- **Work request**
If a line in the records below holds the word "window", copy it.

- **Dataset content**

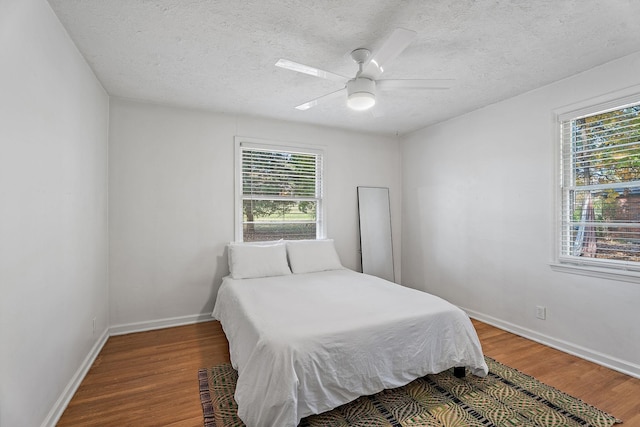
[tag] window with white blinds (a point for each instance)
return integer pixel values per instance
(279, 192)
(600, 169)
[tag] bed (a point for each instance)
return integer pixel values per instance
(307, 335)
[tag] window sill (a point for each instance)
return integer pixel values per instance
(603, 273)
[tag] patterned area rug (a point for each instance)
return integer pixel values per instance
(506, 397)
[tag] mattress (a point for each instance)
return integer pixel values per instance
(306, 343)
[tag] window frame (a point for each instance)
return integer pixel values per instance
(289, 147)
(603, 268)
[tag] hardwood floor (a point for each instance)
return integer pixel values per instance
(150, 378)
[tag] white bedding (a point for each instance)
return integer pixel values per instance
(307, 343)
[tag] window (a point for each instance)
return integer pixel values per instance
(279, 192)
(600, 186)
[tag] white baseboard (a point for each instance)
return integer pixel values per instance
(151, 325)
(61, 404)
(605, 360)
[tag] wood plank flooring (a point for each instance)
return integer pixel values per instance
(150, 378)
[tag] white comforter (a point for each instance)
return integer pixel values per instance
(306, 343)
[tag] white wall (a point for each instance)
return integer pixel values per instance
(171, 203)
(478, 219)
(53, 211)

- **Solution to the problem**
[tag] window with white blinds (a point for each instance)
[tag] window sill (a point for each instance)
[tag] window frame (a point for each instance)
[tag] window (a point for each instance)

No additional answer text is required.